▶ Consigne:
Poursuivez le texte sur les écrivains de l'Âge d'homme à partir de sa dernière phrase.

▶ Texte choisi:
---

Des écrivains qui mangent avec leurs doigts
Vu de l’extérieur, on peut se demander quel dénominateur commun réunit tous les auteurs de l’Âge d’homme, sinon la subjectivité d’un seul homme. Mais je vous vois venir. Gare à ne pas tout politiser. Depuis la controverse des années 1990 entre pro et antiserbes[1. Quel paradoxe s’agissant du seul peuple qui s’est libéré du nazisme sans aide extérieure et de la maison d’éditions qui compte probablement le plus grand nombre de livres antitotalitaires (Wat, Grossman, Zinoviev…)!], les seconds ont tôt fait de fasciser les premiers, quitte à jeter aux orties l’Âge d’homme, au catalogue pléthorique pourtant unanimement apprécié. À Conio, Dimitri dit publier les écrivains « qui mangent avec les doigts ». Mais qu’ont de commun Haldas et Zinoviev, Weininger et Wolfe ? Même son ami de quarante ans Gérard Conio peine à le cerner : « Il était critique envers ce qu’on pouvait appeler « la religion de l’art » et considérait que les idées étaient plus importantes que les formes. », ce qui l’a fait vomir le Nouveau Roman mais apprécier Proust, tout en concédant que La Recherche n’aurait pas trouvé sa place à l’Âge d’homme.

---

Données de pointage:
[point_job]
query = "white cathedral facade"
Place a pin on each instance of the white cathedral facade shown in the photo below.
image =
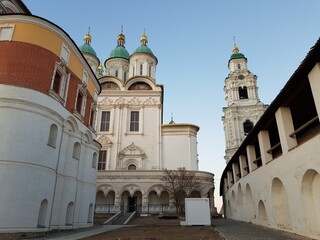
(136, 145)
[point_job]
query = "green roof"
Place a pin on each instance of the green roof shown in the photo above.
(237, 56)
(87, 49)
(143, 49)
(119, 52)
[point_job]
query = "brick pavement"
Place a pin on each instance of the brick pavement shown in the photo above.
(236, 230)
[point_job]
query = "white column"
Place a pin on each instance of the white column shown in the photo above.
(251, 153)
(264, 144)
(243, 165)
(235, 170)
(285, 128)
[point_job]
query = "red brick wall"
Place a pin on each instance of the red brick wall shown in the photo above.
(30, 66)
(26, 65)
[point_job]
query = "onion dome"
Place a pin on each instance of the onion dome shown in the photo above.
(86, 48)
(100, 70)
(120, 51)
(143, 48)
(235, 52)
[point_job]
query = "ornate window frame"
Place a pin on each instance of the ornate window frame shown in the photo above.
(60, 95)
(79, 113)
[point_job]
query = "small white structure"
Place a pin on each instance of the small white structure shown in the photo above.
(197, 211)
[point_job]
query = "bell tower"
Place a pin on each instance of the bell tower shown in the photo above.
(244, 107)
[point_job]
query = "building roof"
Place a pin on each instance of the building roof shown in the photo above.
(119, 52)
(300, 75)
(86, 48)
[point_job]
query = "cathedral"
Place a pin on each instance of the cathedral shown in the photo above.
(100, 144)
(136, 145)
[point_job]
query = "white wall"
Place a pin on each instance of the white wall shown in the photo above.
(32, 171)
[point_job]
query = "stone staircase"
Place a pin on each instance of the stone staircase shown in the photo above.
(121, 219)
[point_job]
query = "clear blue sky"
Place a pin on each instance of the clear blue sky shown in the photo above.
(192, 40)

---

▶ Réponse rédigée:
Sa prédilection pour les originaux et les gens simples, conjuguée à une érudition littéraire hors du commun, l’a fait abhorrer le philistinisme. Au point que cet anticommuniste farouche n’a pas de mots assez durs contre l’Autriche-Hongrie et la Russie tsaristes finissantes, poussant le paradoxe jusqu’à s’enamourer du grand cinéma et de la littérature soviétiques, du moins de sa partie la moins bureaucratisée. Sur la fin de sa vie, à Saint-Sulpice, alors qu’il fuyait les soirées mondaines et tirait le diable par la queue, son grand ami du quartier n’était autre que… le clochard du coin, fort cultivé et bienvenu à la librairie.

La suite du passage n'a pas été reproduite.